__Task item__
Return the full listing unchanged, excluding any images it contains.

__Data to examine__
▬▬▬▬▬▬
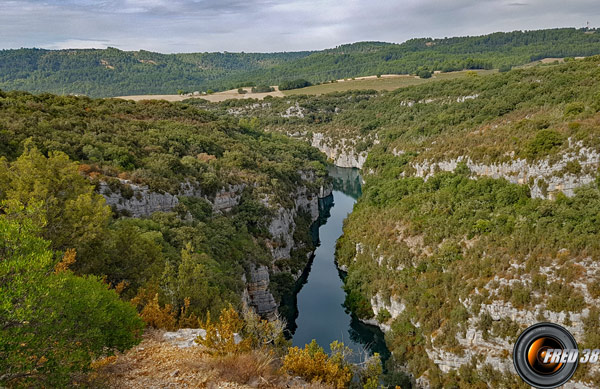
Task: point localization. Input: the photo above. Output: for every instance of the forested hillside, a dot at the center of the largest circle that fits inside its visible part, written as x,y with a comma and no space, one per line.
479,216
205,193
112,72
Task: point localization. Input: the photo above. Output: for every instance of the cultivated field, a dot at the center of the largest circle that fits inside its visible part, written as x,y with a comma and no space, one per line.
385,82
213,97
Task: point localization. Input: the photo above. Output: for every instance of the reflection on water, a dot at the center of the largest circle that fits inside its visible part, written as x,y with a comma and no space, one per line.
319,311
▬▬▬▬▬▬
__Result__
Task: point localization. Input: the photo above. Output: for every instance of the forested hillside, a dot at the center of the largest circle that fits inside its visible part, written as x,y with a comma and no space, one per line.
479,216
205,193
112,72
Task: point localization. Input: the photo above. Output: for every instance of the cultivated field, a dot at the center of the largest circle that fits inside its visible part, written as x,y with a comma and no space, one per line.
385,82
213,97
Task: point localization. Input: the photo above. Output: for every instance of the reflection on water, a dot at the center of the largest circle that fits inside its visible part, written as x,y with a comma and no space, one per line.
319,311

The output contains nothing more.